** Start Supplied entries **
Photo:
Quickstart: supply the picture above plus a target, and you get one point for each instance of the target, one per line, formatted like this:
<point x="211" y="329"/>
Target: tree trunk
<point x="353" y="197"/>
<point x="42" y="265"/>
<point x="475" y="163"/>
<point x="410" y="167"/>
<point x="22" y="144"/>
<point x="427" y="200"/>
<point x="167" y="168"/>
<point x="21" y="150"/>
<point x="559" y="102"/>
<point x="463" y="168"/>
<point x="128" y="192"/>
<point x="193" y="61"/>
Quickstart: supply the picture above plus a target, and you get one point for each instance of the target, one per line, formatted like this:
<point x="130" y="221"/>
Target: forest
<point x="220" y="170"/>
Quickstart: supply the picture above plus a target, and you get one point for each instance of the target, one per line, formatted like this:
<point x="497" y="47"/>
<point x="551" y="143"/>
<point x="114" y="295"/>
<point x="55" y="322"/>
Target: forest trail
** End Supplied entries **
• Task statement
Reproduce the listing above verbatim, from the first line through the last, with no changes.

• Full solution
Photo:
Quickstart: supply the picture above plus a target, and you get one point for each instance of the target, one per line, formatted like this:
<point x="211" y="329"/>
Target: tree trunk
<point x="353" y="197"/>
<point x="42" y="265"/>
<point x="475" y="163"/>
<point x="410" y="167"/>
<point x="22" y="144"/>
<point x="427" y="200"/>
<point x="167" y="168"/>
<point x="21" y="150"/>
<point x="559" y="102"/>
<point x="463" y="168"/>
<point x="128" y="192"/>
<point x="193" y="61"/>
Quickstart: supply the picture above plus a target, and you get one point for each instance of the target, one per line, formatted like this:
<point x="130" y="221"/>
Target: forest
<point x="220" y="170"/>
Quickstart: supply the picture above plus a target, and you get one point for each instance of the target, one per line, formatted like this:
<point x="497" y="47"/>
<point x="551" y="143"/>
<point x="114" y="295"/>
<point x="55" y="322"/>
Target: forest trail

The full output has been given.